Québec Science honours RI-MUHC discovery

One of the top ten scientific breakthroughs of 2015 selected by Québec Science magazine was achieved by a team from the Research Institute of the McGill University Health Centre (RI-MUHC) led by Dr. Christine McCusker, researcher from the Translational Research in Respiratory Diseases Program of the RI-MUHC and allergist-immunologist at the Montreal Children’s Hospital of the MUHC. Their innovative work, that attracted considerable media attention last spring, is featured in the current issue of Québec Science magazine. 

Husheem Michael (first author), Christine McCusker (senior author) and Di Xue (co-author) in their laboratory at Glen site of the RI-MUHC.
From left to right: Dr. Husheem Michael (first author), Dr. Christine McCusker (senior author) and Di Xue (one of the co-authors and PhD student in Dr. Bruce Mazer’s laboratory). Other co-authors (not pictured) are Dr. Bruce Mazer, and the research assistants, Yuanyi Li, Jichuan Shan and Yufa Wang.
Dr. McCusker’s team tested a potential vaccine, administered as a nasal spray, that redirects the immune response away from developing allergies. This discovery could bring hope to millions of Canadians suffering from allergic airway disease.

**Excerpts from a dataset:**
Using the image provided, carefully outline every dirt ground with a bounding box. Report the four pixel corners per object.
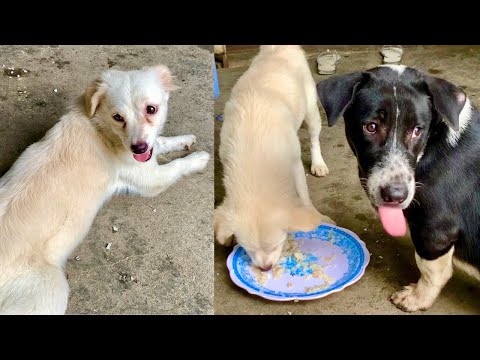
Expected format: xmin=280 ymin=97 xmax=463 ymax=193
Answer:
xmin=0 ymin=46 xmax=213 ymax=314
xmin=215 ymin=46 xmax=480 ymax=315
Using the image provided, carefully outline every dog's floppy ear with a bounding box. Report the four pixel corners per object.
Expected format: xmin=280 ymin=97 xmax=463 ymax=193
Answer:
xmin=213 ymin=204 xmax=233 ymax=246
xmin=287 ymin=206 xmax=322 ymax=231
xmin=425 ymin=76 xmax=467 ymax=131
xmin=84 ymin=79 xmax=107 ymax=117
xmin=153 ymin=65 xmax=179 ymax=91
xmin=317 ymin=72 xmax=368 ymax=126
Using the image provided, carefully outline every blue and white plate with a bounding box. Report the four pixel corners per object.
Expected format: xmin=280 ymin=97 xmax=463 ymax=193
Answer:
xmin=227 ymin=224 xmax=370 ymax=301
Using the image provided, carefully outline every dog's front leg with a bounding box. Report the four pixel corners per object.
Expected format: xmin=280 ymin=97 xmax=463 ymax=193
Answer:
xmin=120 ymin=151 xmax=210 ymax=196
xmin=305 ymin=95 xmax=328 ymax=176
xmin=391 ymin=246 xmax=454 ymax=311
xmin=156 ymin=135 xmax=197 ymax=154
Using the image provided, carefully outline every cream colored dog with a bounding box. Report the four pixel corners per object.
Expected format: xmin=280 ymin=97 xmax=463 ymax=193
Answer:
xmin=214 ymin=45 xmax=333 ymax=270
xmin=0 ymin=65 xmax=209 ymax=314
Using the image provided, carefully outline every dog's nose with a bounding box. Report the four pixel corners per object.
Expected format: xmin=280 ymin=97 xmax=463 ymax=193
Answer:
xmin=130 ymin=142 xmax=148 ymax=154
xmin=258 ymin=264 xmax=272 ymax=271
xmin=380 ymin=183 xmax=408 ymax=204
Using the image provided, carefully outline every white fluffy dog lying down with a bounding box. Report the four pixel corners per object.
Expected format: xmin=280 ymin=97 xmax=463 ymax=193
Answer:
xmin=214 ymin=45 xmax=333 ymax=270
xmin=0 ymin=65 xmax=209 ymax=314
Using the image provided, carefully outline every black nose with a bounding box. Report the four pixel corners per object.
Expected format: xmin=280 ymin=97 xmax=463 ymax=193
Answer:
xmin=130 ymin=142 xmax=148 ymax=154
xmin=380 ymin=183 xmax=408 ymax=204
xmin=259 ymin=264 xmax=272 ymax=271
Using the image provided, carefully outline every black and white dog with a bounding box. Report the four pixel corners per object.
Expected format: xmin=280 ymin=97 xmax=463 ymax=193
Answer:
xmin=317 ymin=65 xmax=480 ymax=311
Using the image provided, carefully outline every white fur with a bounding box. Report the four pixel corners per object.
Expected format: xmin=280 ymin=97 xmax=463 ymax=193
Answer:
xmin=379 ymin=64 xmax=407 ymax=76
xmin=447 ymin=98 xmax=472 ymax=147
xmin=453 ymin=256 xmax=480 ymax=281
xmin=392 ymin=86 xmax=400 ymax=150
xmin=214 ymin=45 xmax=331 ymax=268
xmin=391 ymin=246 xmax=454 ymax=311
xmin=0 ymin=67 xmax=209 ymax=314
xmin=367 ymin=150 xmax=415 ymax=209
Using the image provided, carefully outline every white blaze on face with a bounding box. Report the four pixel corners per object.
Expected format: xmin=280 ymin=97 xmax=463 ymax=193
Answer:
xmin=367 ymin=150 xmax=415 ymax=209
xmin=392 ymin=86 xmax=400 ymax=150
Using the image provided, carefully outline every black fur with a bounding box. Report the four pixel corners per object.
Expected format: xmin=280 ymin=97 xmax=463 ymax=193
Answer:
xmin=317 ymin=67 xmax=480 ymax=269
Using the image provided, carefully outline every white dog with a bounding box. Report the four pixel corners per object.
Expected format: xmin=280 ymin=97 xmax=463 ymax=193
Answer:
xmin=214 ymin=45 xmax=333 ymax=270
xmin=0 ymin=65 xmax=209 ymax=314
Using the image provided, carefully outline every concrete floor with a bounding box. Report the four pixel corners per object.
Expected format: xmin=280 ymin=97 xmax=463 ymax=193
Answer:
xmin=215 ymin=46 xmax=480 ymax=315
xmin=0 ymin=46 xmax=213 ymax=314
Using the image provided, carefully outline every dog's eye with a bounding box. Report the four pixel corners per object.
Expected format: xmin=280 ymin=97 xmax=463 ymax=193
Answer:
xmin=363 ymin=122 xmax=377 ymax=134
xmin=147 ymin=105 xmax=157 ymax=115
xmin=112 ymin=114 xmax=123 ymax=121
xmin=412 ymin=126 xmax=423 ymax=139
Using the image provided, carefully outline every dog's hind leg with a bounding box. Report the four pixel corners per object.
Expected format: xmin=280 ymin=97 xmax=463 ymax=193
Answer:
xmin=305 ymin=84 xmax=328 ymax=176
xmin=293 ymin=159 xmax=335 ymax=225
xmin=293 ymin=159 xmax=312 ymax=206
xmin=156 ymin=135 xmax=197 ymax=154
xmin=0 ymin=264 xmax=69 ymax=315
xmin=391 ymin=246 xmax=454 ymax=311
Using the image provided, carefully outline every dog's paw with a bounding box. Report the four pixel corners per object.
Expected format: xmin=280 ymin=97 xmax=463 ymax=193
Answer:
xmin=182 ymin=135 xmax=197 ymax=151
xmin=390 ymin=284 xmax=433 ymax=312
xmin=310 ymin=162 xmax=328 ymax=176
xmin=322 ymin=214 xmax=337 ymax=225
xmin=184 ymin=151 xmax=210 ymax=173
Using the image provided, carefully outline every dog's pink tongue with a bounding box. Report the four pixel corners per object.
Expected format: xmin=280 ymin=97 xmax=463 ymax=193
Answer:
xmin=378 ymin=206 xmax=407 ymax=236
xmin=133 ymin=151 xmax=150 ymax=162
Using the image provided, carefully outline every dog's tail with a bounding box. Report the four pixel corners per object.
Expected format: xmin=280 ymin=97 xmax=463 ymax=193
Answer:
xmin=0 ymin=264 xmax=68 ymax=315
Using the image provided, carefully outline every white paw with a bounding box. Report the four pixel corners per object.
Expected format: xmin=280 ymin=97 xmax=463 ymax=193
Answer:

**Task description:**
Reproduce the full article about the Québec Science recognition of the RI-MUHC discovery, word for word.

**Result of the exercise:**
Québec Science honours RI-MUHC discovery

One of the top ten scientific breakthroughs of 2015 selected by Québec Science magazine was achieved by a team from the Research Institute of the McGill University Health Centre (RI-MUHC) led by Dr. Christine McCusker, researcher from the Translational Research in Respiratory Diseases Program of the RI-MUHC and allergist-immunologist at the Montreal Children’s Hospital of the MUHC. Their innovative work, that attracted considerable media attention last spring, is featured in the current issue of Québec Science magazine. 

Husheem Michael (first author), Christine McCusker (senior author) and Di Xue (co-author) in their laboratory at Glen site of the RI-MUHC.
From left to right: Dr. Husheem Michael (first author), Dr. Christine McCusker (senior author) and Di Xue (one of the co-authors and PhD student in Dr. Bruce Mazer’s laboratory). Other co-authors (not pictured) are Dr. Bruce Mazer, and the research assistants, Yuanyi Li, Jichuan Shan and Yufa Wang.
Dr. McCusker’s team tested a potential vaccine, administered as a nasal spray, that redirects the immune response away from developing allergies. This discovery could bring hope to millions of Canadians suffering from allergic airway disease.